Please set down every entry below exactly as given.

START Material provided

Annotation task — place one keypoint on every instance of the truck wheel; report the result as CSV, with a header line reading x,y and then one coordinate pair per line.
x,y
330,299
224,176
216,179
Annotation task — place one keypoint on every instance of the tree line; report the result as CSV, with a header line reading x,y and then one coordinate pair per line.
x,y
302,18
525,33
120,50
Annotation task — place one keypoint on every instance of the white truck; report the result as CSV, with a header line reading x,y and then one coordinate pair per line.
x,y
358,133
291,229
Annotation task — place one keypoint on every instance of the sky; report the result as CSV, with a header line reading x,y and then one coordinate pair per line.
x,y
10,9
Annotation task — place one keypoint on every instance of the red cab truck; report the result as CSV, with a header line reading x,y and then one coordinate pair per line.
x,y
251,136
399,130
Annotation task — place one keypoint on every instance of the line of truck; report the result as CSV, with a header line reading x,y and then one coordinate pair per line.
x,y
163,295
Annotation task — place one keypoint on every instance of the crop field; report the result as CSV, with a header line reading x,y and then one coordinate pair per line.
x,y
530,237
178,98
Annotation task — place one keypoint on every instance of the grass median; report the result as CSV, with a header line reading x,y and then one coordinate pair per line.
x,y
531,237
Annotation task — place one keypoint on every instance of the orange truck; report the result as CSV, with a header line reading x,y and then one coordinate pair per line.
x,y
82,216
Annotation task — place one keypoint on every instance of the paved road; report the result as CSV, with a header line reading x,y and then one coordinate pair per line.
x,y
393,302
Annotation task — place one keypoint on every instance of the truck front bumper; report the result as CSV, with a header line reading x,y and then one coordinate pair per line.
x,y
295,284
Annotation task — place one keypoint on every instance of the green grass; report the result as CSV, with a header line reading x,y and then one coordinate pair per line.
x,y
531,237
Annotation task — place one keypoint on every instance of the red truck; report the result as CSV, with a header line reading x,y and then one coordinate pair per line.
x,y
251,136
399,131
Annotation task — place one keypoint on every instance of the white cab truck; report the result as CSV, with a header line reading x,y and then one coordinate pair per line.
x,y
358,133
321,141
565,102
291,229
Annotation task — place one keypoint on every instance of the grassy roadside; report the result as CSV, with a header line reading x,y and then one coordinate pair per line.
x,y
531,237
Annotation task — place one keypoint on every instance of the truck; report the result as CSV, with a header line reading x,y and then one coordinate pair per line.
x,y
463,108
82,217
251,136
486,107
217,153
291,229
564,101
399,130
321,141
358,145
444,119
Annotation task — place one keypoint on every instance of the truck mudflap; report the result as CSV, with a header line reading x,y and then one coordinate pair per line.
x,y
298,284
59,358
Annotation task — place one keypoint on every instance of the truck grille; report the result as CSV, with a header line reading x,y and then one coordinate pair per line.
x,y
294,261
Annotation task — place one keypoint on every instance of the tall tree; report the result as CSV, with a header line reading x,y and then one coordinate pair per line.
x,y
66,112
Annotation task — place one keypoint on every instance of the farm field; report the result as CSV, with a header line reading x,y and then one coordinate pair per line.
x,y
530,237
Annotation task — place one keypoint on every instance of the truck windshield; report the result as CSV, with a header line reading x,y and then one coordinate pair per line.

END Material provided

Output below:
Annotation task — place one keypoint on every instance of the truck wheel; report the result as CSV, with a header line reading x,y and then one coordinate pair per line.
x,y
330,299
224,176
216,179
Annotation task — place one keypoint on every instance of the tree line; report the result as CSV, with a header line reading x,y and then one coordinate pair per line.
x,y
302,18
525,33
120,50
Annotation task — place one keypoint on every instance of the white truck; report the result as CSV, with a header line reading x,y and then one coordinate pair per line.
x,y
358,133
291,229
Annotation task — place one keypoint on every instance of the sky; report the result as CSV, with a header line reading x,y and then one coordinate pair per line.
x,y
10,9
Annotation task — place one keypoint on every instance of the red cab truck; report the result as CSV, with a header line reading x,y and then one coordinate pair per line.
x,y
251,136
399,130
Annotation task — place one keypoint on every instance of the line of truck; report the result as CSV, with a header line reading x,y and then one coordinate pair per line.
x,y
163,295
Annotation task — place one keypoint on every instance of the crop field; report the result as CSV, with a header line reading x,y and then one coordinate pair per line.
x,y
530,237
178,98
Annotation task — place one keypoint on every instance of the grass median; report the result as CSV, with a header line reading x,y and then one coordinate pair per line.
x,y
531,237
Annotation task — place one keypoint on every instance of the orange truck; report the result as CSV, with a header line reading x,y and then one coordinate pair per line.
x,y
82,216
Annotation task — place one keypoint on every instance of the paved road; report the result as CSV, with a header line reading x,y and then one coordinate pair per line.
x,y
393,302
Annotation task — place one keypoint on every instance of the truck front bumper; report the result as CSV, with a header line reading x,y and then one coordinate pair per line.
x,y
295,284
Annotation task — place one keypoint on every instance of the green grass; report the result as CSV, with a header line reading x,y and then one coordinate pair per line.
x,y
531,237
Annotation task — place one keypoint on every instance of the red truck; report the result as CSV, with a header line reading x,y and then one coordinate pair per line.
x,y
251,136
399,131
Annotation task — place one keypoint on every instance of the white cab truck; report the result as CSV, with a header line reading x,y and then one coordinate pair per line.
x,y
358,133
321,141
565,102
291,229
Annotation task — place one keypoint on every instance of the grassy roadside; report the result as CSV, with a header line reading x,y and then one coordinate pair per line.
x,y
531,237
Annotation task — place one keypoint on every instance of the truck; report the result as CSV, with a header line reading x,y and then one coordinate pair per line.
x,y
463,108
82,217
251,136
486,107
217,153
291,229
564,101
399,130
321,141
358,145
444,119
Annotation task — place one keypoint on every instance of the truck mudflap; report the result as CSV, with a header line reading x,y and then one coordinate pair per line.
x,y
298,284
59,358
Annotation task — place one keypoint on every instance of the truck grille; report the result as CSV, with a header line reading x,y and then one coordinate pair per line.
x,y
294,261
Annotation task — place one keypoint on every instance of the tall tree; report the result as CSV, with a header line reading x,y and then one coordinate pair per line.
x,y
66,112
Annotation task — place one keypoint on every instance of the farm field; report the result as CSV, with a header line reading x,y and then one coordinate pair per line.
x,y
530,237
Annotation task — place one keypoint on every instance of the truck windshield; report the result as CSV, with a header line reading x,y and then one coordinate pair per line.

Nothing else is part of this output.